Recast the lines from the one containing "If you could point to the refrigerator freezer" through the last line of the rows as a numbered list, leaving out any blank lines.

Pointing dataset rows
--- START ---

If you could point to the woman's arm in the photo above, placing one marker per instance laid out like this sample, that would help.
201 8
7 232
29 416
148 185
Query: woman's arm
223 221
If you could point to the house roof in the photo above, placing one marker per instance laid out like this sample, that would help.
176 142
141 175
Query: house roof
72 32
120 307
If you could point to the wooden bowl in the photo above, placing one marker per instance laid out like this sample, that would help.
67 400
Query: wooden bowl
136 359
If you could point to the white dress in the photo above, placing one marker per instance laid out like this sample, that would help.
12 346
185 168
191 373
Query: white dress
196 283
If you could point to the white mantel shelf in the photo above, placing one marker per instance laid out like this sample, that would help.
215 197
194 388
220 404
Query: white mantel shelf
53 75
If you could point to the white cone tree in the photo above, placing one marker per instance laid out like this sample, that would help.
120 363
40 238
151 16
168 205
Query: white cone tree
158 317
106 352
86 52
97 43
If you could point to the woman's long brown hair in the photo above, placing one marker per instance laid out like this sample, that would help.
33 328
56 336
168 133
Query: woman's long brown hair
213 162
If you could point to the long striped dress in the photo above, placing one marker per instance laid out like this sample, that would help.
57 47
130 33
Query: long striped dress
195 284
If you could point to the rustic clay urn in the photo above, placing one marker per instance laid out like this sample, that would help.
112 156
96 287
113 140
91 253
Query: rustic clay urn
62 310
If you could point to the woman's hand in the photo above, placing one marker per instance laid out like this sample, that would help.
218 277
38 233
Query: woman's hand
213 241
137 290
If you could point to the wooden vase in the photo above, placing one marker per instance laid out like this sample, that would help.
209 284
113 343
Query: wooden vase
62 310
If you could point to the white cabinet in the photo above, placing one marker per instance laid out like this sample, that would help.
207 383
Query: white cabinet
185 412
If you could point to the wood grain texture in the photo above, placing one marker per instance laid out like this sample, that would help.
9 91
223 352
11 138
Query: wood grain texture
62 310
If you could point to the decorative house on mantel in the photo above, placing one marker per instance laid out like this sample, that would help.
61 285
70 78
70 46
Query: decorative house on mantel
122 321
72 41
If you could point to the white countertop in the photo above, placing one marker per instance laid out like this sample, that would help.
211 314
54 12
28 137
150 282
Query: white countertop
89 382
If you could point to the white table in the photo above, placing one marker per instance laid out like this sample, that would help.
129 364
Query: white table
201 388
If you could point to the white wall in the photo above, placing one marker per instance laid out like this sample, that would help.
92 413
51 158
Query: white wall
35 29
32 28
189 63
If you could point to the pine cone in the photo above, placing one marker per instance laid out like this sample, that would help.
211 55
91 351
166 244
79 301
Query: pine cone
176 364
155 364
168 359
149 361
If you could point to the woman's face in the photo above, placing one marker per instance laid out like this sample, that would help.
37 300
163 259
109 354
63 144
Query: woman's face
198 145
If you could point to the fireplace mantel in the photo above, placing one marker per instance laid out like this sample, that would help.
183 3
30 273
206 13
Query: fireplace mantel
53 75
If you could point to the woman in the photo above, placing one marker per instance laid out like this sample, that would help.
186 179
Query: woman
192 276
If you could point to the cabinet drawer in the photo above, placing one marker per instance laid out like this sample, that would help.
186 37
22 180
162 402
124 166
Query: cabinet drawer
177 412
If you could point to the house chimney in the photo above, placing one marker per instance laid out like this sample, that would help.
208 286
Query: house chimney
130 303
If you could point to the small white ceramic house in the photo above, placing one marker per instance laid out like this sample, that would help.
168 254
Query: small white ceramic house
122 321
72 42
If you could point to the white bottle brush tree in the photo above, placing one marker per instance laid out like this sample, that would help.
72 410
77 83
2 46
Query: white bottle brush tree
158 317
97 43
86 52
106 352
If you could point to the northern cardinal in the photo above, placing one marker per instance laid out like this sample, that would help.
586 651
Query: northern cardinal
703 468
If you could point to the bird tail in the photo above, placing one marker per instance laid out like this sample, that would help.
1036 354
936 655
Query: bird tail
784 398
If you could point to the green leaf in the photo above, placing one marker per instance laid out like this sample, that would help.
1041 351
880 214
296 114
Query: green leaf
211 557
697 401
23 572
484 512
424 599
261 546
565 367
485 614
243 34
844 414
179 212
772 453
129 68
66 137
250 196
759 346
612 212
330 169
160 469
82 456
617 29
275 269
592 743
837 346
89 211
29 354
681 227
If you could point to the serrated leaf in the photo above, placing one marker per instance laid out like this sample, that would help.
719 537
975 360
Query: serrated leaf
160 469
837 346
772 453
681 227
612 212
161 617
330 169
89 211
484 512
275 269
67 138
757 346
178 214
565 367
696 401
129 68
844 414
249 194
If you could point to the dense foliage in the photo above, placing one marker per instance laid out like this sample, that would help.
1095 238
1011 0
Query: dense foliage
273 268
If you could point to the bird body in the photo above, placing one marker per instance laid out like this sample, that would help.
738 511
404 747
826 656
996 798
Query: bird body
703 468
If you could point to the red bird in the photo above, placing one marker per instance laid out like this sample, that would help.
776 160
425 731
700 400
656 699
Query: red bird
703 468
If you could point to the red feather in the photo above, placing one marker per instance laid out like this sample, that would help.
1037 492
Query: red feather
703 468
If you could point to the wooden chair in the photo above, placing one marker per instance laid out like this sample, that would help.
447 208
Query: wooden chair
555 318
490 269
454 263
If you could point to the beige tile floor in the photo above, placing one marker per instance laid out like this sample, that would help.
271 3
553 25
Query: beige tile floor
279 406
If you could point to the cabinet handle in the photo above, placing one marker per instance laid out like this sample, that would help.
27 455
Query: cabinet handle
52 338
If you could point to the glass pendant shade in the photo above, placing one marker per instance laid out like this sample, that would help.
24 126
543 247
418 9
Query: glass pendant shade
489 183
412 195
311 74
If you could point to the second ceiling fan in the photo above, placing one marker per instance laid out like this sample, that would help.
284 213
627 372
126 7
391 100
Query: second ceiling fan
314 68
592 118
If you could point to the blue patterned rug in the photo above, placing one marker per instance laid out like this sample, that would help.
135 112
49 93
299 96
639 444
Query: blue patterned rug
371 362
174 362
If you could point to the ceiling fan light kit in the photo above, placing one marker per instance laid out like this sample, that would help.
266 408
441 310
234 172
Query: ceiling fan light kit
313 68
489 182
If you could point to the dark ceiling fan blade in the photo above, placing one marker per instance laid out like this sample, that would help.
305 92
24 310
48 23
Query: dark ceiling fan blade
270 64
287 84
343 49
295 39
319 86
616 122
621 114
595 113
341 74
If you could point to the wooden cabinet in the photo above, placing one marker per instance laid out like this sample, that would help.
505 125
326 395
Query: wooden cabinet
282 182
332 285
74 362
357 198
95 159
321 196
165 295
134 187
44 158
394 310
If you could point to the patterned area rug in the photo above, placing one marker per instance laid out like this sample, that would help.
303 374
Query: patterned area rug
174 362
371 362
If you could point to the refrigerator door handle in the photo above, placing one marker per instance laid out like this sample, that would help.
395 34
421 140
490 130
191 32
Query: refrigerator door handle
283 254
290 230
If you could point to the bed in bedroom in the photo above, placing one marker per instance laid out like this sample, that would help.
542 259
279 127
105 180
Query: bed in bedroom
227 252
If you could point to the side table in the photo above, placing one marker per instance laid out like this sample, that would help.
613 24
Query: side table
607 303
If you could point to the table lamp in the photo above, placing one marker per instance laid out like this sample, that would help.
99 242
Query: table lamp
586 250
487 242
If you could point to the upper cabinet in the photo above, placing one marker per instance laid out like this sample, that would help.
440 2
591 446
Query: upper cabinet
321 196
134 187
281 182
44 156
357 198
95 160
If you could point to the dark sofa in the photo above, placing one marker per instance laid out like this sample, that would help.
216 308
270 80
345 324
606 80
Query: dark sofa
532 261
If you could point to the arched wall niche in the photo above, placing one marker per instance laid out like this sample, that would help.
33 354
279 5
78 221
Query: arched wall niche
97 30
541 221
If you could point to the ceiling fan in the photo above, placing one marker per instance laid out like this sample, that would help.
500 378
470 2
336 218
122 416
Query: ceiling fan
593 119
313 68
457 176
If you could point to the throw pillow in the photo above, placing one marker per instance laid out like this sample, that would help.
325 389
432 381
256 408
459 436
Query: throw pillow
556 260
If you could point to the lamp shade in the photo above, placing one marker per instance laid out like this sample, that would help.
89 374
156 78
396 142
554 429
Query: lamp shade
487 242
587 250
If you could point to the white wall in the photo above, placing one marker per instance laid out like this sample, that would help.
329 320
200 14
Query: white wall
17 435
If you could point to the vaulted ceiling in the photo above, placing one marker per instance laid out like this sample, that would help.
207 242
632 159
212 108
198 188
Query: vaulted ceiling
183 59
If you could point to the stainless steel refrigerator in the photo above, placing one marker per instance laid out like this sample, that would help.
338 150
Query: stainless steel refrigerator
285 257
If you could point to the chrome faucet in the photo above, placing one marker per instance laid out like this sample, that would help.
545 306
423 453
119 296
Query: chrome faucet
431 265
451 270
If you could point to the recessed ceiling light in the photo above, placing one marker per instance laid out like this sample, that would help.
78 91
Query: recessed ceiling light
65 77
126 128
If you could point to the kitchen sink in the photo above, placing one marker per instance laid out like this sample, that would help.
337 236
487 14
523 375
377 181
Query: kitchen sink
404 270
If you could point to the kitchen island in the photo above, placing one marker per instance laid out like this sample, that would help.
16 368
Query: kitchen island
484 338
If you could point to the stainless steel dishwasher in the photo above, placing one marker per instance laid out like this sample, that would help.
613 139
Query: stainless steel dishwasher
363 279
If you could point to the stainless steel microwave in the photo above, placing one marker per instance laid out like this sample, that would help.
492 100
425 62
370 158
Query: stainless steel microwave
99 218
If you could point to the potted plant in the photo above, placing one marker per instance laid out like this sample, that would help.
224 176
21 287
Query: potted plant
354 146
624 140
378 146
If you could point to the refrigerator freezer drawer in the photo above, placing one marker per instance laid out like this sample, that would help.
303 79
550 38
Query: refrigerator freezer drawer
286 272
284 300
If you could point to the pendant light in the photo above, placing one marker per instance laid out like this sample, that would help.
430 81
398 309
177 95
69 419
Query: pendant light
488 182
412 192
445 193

--- END ---

▸ **RESULT**
1. If you could point to the refrigerator freezer drawer in the photo above, placing one marker per instance laid out like this sample, that would help.
2. 303 79
3. 550 38
4. Query: refrigerator freezer drawer
5. 286 272
6. 284 300
7. If you could point to the pendant light in the photo above, placing one marker per instance laid out like this sample, that would help.
8. 430 81
9. 398 309
10. 177 95
11. 69 419
12. Query: pendant light
13. 488 182
14. 412 192
15. 445 193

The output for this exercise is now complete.